练习要求 ▸ 从含有“describing the gold”的那一行开始，一直到含有“170 230 342 660”的那一行，把这几行重写一遍，只把“football helmet”替换成“football headgear”，别的都不动。

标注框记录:
□ □ □ □ □

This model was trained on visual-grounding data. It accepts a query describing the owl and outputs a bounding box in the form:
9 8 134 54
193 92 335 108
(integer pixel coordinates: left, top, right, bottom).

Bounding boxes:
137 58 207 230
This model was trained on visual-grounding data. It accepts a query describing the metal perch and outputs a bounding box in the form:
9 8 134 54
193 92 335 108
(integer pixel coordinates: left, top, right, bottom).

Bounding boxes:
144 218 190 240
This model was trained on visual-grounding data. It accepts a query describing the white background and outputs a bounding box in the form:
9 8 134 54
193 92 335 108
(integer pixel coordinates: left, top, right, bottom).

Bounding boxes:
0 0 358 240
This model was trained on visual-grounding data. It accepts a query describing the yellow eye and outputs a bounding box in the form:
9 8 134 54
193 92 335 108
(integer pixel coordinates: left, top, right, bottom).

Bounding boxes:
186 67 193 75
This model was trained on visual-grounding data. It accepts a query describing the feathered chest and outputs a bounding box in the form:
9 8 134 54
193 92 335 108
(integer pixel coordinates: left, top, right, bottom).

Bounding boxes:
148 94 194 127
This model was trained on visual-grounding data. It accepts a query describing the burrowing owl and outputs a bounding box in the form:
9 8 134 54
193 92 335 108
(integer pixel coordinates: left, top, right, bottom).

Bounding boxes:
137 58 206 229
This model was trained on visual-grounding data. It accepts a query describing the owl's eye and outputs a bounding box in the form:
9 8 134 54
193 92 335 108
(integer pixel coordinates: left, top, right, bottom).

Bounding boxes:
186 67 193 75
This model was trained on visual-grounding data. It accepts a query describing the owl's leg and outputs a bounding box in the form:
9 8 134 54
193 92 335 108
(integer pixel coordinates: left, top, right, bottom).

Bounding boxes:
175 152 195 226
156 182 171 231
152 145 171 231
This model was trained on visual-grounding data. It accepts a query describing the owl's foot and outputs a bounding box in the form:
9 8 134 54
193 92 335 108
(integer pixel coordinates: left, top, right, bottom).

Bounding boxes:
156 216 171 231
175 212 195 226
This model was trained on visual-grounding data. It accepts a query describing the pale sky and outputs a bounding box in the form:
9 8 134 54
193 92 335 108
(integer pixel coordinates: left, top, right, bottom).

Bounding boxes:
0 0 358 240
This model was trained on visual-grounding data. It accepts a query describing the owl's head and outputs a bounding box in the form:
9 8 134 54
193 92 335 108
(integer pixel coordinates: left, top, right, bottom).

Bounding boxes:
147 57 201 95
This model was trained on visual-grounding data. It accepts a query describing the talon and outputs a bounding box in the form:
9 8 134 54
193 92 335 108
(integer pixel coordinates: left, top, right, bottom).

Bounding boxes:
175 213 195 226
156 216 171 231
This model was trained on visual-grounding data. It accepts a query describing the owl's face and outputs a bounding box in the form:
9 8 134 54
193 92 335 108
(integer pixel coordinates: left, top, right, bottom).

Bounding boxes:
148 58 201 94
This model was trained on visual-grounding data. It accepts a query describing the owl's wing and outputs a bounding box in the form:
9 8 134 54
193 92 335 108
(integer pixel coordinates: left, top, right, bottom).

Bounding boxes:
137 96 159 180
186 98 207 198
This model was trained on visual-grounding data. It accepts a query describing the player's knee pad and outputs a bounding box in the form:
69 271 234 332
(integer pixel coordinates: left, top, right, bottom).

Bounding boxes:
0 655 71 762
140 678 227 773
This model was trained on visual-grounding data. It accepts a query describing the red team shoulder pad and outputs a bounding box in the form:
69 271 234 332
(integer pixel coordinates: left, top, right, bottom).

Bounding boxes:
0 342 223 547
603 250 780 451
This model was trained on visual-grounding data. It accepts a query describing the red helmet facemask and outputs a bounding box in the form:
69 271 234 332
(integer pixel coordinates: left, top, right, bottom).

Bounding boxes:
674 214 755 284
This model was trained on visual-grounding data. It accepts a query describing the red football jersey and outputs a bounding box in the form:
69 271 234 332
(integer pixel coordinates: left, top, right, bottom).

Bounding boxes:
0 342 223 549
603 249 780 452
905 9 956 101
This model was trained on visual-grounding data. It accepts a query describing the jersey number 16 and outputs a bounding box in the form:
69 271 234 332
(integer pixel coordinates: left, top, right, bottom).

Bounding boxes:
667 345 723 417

□ □ □ □ □

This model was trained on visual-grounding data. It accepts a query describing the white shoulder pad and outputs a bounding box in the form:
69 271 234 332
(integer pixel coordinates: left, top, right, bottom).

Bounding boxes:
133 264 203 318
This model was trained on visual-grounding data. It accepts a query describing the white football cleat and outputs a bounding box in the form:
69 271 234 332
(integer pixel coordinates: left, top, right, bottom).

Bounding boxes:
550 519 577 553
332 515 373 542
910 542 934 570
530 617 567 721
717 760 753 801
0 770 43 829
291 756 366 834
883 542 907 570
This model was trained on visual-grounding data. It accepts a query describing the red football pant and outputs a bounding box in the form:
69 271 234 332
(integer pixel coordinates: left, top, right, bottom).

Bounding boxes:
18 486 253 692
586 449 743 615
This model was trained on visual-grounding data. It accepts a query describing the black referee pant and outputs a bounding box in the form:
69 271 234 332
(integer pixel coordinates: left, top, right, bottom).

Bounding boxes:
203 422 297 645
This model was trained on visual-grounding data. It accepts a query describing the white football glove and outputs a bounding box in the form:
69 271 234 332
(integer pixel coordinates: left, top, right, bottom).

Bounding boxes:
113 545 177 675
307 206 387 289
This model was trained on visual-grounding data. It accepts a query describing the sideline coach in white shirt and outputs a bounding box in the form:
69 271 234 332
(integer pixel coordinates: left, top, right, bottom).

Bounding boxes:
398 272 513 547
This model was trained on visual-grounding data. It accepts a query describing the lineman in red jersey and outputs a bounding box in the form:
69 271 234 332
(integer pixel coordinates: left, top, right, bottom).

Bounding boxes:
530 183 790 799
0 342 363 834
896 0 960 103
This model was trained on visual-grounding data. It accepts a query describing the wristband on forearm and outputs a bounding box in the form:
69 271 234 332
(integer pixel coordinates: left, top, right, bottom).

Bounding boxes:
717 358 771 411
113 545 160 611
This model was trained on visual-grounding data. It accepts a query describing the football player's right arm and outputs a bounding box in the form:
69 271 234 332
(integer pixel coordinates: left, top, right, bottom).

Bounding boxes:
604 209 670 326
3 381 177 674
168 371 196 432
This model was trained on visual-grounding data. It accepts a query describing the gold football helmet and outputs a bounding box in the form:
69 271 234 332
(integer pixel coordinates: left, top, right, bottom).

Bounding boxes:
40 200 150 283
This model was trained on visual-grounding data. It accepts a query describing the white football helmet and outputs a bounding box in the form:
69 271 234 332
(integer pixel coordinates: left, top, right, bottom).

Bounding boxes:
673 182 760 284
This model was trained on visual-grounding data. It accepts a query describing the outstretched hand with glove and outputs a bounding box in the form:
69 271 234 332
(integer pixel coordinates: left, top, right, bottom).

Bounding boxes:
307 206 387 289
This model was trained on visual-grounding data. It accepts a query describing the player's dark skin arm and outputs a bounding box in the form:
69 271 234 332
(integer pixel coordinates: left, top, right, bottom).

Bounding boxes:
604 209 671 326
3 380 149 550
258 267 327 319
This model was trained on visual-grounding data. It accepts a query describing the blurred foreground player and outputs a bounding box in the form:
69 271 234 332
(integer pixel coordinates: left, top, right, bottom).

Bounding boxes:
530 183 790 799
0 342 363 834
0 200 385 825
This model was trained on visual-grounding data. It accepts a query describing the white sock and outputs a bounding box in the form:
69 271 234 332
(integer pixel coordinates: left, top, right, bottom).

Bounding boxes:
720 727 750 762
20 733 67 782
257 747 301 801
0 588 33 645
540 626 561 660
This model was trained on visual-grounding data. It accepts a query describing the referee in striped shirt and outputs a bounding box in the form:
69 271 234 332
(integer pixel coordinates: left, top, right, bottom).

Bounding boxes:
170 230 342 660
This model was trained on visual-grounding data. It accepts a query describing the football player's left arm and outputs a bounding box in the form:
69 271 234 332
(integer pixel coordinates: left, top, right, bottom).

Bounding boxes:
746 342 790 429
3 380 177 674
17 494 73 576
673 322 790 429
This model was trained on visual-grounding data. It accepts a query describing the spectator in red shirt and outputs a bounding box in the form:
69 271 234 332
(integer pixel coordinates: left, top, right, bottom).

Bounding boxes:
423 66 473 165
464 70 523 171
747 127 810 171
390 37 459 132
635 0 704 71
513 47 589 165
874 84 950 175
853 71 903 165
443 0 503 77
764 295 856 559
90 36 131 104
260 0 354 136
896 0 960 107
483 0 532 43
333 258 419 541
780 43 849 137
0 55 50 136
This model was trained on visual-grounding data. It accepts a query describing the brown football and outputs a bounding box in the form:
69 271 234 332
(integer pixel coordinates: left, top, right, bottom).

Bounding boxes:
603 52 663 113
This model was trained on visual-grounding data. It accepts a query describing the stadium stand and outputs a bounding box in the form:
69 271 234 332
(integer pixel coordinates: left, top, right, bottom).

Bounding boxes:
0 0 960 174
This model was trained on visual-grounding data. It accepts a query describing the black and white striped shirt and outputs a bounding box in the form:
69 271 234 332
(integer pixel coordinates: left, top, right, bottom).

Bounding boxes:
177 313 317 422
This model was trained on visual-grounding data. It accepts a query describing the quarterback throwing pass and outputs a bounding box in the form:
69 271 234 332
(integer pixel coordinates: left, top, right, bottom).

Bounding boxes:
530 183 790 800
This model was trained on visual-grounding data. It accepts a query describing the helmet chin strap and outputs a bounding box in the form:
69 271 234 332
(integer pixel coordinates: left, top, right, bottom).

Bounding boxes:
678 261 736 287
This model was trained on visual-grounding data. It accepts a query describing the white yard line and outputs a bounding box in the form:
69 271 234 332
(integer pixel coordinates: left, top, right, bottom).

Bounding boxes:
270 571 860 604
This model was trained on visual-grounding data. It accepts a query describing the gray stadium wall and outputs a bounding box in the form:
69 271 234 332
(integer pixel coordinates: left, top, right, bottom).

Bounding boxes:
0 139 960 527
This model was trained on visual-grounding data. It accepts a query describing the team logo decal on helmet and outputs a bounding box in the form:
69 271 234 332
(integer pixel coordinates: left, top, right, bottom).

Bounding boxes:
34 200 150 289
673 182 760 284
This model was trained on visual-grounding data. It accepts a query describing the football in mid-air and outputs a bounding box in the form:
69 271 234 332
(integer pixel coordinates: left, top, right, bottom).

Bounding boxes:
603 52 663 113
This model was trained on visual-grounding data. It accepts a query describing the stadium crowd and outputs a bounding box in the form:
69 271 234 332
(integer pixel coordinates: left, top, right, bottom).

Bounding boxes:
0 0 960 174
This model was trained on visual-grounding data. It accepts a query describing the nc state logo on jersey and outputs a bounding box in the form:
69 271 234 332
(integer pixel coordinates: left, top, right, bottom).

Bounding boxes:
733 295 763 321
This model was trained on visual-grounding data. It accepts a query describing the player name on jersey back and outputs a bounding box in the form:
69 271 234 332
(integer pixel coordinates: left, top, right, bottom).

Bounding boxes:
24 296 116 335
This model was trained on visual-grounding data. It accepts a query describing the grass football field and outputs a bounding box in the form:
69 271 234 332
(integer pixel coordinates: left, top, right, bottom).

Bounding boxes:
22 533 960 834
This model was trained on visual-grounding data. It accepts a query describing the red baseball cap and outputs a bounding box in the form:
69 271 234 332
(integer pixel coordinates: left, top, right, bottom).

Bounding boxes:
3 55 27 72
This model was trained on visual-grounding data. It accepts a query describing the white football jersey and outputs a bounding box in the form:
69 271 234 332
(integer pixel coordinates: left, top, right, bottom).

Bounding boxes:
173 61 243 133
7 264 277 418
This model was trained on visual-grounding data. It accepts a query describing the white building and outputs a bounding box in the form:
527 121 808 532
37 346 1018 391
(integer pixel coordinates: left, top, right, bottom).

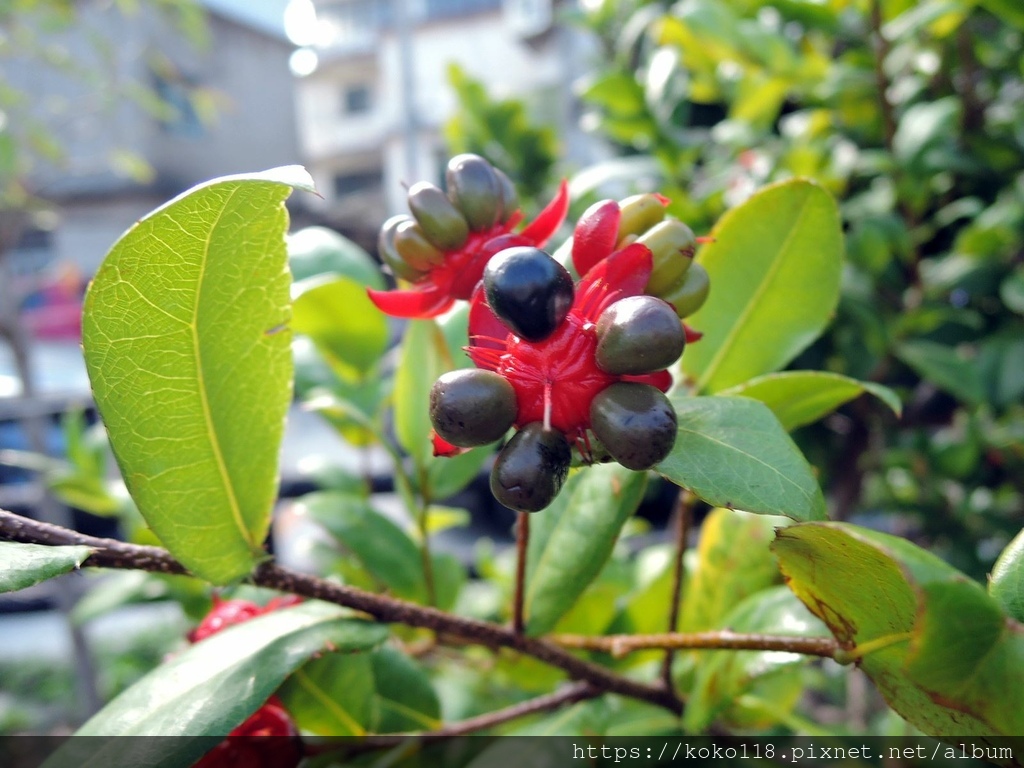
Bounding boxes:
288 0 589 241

□ □ □ □ □

练习答案 ▸
This model was trained on visual-grounding data. It accepts a query describing the gold football headgear and outputs a bounding box in the form:
69 271 234 332
(integer pixel coordinates: left, top, right, bottom).

Bounding boxes:
40 200 150 283
This model was trained on visual-grounding data. It accepts a query describing the white football headgear and outputs a bounding box in the form:
69 271 234 332
(integer pixel coordinates: left, top, right, bottom).

Bounding boxes:
673 182 760 284
This model was trained on visual-grounding data. It accepts a query describing the outstretched hand with glove and outputs a bounding box in the form:
69 271 234 332
(integer pixel coordinates: left, top, right, bottom).

Bounding boxes:
307 206 387 289
This model was trained on visual-grounding data. It accepts a query describing the player's dark skin arm and outputs a bounding box in the form:
69 271 234 332
(integer pixel coordinates: left, top, right, bottom).

Bounding boxes:
604 209 671 326
3 380 149 550
258 267 327 319
This model was trained on visual-grounding data. It accepts a query describing the blurred foreground player and outputs a bounding box in the form:
69 271 234 332
(integer pixel coordinates: left, top, right, bottom).

Bounding boxes:
530 183 790 799
0 342 363 834
0 200 385 825
This model was trained on visual-grounding data. It accepts a query describing the white sock and outputs a bounding box in the form:
69 271 234 332
(integer pixel coordinates: left, top, right, bottom).

Bounding boxes:
720 727 750 762
20 733 67 782
257 747 301 801
0 588 33 645
540 626 561 660
This model was trained on visual-grounding data. It accepts a query describing the referee in striped shirt and outputs a bounding box in the form:
69 271 234 332
(integer pixel coordinates: left, top, right, bottom).

Bounding boxes:
170 230 342 660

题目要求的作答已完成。